— EXCERPT PROVIDED —
..........

Six years ago, I quit my job and embarked on a six-month tour of Asia. Knowing I would face mosquitoes, funky water, and suspicious street food, I consulted a travel doctor to find out what medications and vaccinations I needed. Some vaccines she deemed mandatory—typhoid, tetanus booster, hepatitis A—and some, like hepatitis B, she strongly recommended. You can contract the hepatitis B virus when the blood of an infected person enters your body; unprotected sex and intravenous drug use are common routes of transmission. I was not planning to do any of these on my trip, but I got the vaccine anyway. Chronic hepatitis B infection can cause liver cancer and cirrhosis, neither of which sounded very pleasant.
Nowadays, children are routinely given the hepatitis B vaccine as infants (it became widely available in 1982). This is not surprising, except that the introduction of a very similar vaccine—the one to protect against human papillomavirus (HPV)—has caused a political and social uproar. The controversy is perplexing, given the similarities between the two viruses. Just as hepatitis B causes liver cancer, HPV causes cervical cancer. Both viruses require intimate contact for transmission, and HPV is even more prevalent (see, HPV: Stirrups or Chastity?). If we already vaccinate against a virus like hepatitis B, why weren’t we prepared to do so for HPV?
“With hepatitis B, there was no mass marketing, so it was quietly discussed with parents and physicians in doctor’s offices,” said Lynn Hanson, a nurse practitioner and HPV researcher at UCSF’s Dysplasia Clinic.
“I think Merck [the maker of the HPV vaccine] sabotaged itself because it came out with such a strong, aggressive marketing campaign, so it became a hot topic in the news and was put on the political agenda.”
She also notes that GlaxoSmithKline has developed another HPV vaccine, which is expected to get FDA approval this year. It is no surprise, therefore, that Merck made a huge push to make their vaccine, Gardasil, mandatory before facing competition. Costing about $360 for a three shot series, the vaccine would have generated billions of dollars if required for every school-aged girl.

..........

— SUPPLIED ENTRIES —

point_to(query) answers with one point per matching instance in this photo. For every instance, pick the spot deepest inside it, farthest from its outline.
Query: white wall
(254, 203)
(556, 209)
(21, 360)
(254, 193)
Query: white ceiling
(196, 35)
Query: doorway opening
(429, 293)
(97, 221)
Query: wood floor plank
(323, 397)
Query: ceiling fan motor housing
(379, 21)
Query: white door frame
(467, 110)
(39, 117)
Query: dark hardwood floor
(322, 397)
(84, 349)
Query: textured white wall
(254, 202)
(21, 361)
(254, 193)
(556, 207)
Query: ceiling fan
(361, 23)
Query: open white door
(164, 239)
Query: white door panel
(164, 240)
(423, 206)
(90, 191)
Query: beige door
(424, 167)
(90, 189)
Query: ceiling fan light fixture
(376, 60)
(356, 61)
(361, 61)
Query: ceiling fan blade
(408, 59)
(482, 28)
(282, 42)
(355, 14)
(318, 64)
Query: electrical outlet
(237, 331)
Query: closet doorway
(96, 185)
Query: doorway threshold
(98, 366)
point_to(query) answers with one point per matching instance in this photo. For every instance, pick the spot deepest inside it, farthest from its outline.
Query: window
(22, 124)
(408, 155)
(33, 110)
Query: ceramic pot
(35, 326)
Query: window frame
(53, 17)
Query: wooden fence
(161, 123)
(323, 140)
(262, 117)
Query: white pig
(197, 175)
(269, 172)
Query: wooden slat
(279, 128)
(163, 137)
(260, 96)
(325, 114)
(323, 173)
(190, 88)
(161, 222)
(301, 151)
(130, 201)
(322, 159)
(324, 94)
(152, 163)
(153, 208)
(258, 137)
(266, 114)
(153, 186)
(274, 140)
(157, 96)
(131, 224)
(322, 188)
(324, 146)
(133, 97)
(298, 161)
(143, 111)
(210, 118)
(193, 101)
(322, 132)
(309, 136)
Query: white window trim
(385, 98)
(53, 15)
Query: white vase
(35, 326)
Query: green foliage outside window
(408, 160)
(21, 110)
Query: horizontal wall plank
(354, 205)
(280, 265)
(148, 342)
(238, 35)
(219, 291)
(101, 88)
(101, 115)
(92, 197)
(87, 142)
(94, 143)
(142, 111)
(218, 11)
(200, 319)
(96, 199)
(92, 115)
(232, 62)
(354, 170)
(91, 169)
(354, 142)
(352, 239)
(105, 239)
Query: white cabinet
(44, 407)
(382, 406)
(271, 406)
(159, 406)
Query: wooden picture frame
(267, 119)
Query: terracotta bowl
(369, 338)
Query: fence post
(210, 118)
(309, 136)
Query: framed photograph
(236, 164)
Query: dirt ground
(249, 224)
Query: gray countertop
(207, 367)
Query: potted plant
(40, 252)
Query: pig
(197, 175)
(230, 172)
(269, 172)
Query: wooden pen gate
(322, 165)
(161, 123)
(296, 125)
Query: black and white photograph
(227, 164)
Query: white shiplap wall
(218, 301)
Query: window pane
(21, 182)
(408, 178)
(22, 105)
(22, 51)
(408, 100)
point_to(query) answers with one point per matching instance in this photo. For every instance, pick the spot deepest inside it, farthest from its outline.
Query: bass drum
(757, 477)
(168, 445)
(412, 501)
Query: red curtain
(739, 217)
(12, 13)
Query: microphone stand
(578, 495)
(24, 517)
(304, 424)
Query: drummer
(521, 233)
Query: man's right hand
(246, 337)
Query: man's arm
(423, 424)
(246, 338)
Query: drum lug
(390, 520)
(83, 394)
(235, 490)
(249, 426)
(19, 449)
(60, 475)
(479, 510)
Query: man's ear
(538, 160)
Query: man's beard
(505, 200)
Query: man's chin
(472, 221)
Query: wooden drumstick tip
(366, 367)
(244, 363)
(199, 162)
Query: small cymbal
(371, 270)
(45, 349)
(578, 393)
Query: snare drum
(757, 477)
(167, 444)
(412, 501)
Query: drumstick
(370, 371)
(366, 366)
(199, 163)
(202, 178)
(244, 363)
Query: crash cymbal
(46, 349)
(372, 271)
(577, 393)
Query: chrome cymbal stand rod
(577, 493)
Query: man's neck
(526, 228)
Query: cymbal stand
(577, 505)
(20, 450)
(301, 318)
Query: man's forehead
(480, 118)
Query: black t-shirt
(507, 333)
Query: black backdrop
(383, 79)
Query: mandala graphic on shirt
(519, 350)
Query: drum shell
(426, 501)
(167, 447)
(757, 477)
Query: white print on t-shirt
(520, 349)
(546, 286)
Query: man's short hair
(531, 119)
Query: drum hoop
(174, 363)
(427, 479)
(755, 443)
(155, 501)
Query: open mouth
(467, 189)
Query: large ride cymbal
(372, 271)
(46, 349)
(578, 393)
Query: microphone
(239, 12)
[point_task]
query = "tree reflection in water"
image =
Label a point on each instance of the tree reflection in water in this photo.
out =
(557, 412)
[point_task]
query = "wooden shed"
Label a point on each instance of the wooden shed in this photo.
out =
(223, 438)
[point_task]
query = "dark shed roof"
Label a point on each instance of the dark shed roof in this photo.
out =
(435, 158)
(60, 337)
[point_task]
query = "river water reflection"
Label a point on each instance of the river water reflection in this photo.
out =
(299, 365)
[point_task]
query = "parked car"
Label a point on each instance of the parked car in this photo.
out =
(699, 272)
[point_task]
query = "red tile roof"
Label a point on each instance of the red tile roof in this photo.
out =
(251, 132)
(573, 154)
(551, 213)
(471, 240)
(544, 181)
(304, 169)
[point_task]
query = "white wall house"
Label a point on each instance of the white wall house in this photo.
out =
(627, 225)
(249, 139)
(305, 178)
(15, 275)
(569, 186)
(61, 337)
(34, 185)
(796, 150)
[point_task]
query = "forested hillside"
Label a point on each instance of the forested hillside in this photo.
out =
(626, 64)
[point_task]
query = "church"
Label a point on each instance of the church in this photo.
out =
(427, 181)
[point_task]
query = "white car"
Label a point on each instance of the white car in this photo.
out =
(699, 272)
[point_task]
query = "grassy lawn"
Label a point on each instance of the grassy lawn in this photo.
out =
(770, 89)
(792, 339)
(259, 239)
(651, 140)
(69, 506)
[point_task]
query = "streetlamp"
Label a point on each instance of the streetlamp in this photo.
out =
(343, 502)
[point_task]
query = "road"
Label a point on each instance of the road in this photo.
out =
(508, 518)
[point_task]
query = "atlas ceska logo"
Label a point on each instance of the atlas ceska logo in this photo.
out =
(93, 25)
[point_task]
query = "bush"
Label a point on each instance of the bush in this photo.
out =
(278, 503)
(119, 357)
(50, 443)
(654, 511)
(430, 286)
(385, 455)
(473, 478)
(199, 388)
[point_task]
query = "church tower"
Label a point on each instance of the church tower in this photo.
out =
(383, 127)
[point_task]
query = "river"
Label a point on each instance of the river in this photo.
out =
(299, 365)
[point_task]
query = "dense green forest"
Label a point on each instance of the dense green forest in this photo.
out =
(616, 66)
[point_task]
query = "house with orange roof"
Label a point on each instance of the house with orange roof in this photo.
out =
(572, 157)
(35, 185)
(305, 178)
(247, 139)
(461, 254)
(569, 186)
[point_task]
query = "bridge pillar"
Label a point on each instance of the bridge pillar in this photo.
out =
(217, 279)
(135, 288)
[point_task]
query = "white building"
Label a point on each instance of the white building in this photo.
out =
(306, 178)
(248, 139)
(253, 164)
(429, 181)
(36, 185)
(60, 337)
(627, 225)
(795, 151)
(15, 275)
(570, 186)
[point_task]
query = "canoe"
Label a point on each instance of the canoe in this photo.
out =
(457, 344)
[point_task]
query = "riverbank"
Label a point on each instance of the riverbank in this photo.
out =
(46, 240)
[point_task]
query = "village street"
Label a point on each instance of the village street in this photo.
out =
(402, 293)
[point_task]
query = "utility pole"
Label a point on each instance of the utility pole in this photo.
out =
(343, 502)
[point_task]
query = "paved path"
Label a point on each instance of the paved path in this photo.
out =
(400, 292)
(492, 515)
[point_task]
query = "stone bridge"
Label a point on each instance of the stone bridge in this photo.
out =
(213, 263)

..........

— PROBLEM —
According to the article on the HPV vaccine, why did Merck push so hard to make Gardasil mandatory? Please answer in one to three sentences.

— RESPONSE TO THIS EXERCISE —
GlaxoSmithKline had developed another HPV vaccine that was expected to get FDA approval that year. Merck wanted Gardasil to be mandatory before it faced that competition.